> [THE REQUEST]
Lay out the stretch of the material that opens with the line containing "woman in bikini." and closes with the line containing "[300,195,339,267]" as a Markdown table with the columns Row and Entry. Number each line in Row, put the line itself in Entry, and leave out any blank lines.
START RECORDS FOR THIS TASK
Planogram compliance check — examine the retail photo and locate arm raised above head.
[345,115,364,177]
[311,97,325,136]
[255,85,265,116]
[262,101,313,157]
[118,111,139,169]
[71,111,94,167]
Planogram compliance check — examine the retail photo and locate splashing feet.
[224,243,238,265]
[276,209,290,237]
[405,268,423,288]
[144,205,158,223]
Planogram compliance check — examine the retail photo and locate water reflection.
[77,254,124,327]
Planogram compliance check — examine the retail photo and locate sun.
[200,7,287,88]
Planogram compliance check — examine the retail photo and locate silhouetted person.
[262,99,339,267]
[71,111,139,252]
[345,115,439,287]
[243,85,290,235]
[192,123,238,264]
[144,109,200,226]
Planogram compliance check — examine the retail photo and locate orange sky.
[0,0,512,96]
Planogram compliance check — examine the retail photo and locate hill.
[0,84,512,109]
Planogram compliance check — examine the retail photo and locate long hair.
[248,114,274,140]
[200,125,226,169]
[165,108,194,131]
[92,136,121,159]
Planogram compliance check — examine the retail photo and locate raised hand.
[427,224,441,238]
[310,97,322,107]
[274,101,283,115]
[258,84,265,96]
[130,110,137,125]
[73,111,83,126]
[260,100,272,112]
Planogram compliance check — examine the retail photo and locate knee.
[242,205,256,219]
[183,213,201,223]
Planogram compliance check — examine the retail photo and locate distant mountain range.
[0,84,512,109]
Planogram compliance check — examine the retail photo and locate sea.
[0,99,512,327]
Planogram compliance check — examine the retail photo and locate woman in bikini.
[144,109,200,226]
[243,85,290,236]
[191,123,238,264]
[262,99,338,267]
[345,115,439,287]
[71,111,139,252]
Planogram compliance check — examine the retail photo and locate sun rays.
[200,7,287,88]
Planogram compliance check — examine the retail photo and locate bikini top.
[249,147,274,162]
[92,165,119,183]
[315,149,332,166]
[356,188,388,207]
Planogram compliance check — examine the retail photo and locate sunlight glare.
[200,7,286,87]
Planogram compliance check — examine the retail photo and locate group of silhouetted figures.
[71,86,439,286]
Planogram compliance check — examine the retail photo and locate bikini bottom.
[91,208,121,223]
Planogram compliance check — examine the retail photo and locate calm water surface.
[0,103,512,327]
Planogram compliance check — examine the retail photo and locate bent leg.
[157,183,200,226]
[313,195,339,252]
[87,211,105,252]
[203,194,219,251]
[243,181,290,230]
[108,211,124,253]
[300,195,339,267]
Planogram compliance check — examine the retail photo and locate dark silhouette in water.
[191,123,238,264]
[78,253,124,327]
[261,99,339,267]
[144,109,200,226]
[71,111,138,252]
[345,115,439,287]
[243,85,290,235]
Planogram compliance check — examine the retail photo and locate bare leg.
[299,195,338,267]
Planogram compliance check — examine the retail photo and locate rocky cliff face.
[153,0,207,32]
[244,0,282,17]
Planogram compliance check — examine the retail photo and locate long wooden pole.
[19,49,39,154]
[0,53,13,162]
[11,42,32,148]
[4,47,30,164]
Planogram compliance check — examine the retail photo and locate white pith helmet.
END RECORDS FOR THIS TASK
> [ANSWER TO THIS PROBLEM]
| Row | Entry |
|---|---|
| 1 | Planogram compliance check — examine the retail photo and locate woman in bikini. |
| 2 | [144,109,200,226] |
| 3 | [243,85,290,236] |
| 4 | [191,123,238,264] |
| 5 | [262,99,338,267] |
| 6 | [345,115,439,287] |
| 7 | [71,111,139,252] |
| 8 | Planogram compliance check — examine the retail photo and locate sun rays. |
| 9 | [200,7,287,88] |
| 10 | Planogram compliance check — examine the retail photo and locate bikini top. |
| 11 | [249,147,274,162] |
| 12 | [92,165,119,183] |
| 13 | [315,149,332,166] |
| 14 | [356,188,388,207] |
| 15 | Planogram compliance check — examine the retail photo and locate sunlight glare. |
| 16 | [200,7,286,87] |
| 17 | Planogram compliance check — examine the retail photo and locate group of silhouetted figures. |
| 18 | [71,86,439,286] |
| 19 | Planogram compliance check — examine the retail photo and locate bikini bottom. |
| 20 | [91,208,121,223] |
| 21 | Planogram compliance check — examine the retail photo and locate calm water surface. |
| 22 | [0,103,512,327] |
| 23 | Planogram compliance check — examine the retail photo and locate bent leg. |
| 24 | [157,183,200,226] |
| 25 | [313,195,339,252] |
| 26 | [87,211,105,252] |
| 27 | [203,194,219,251] |
| 28 | [243,181,290,230] |
| 29 | [108,211,124,253] |
| 30 | [300,195,339,267] |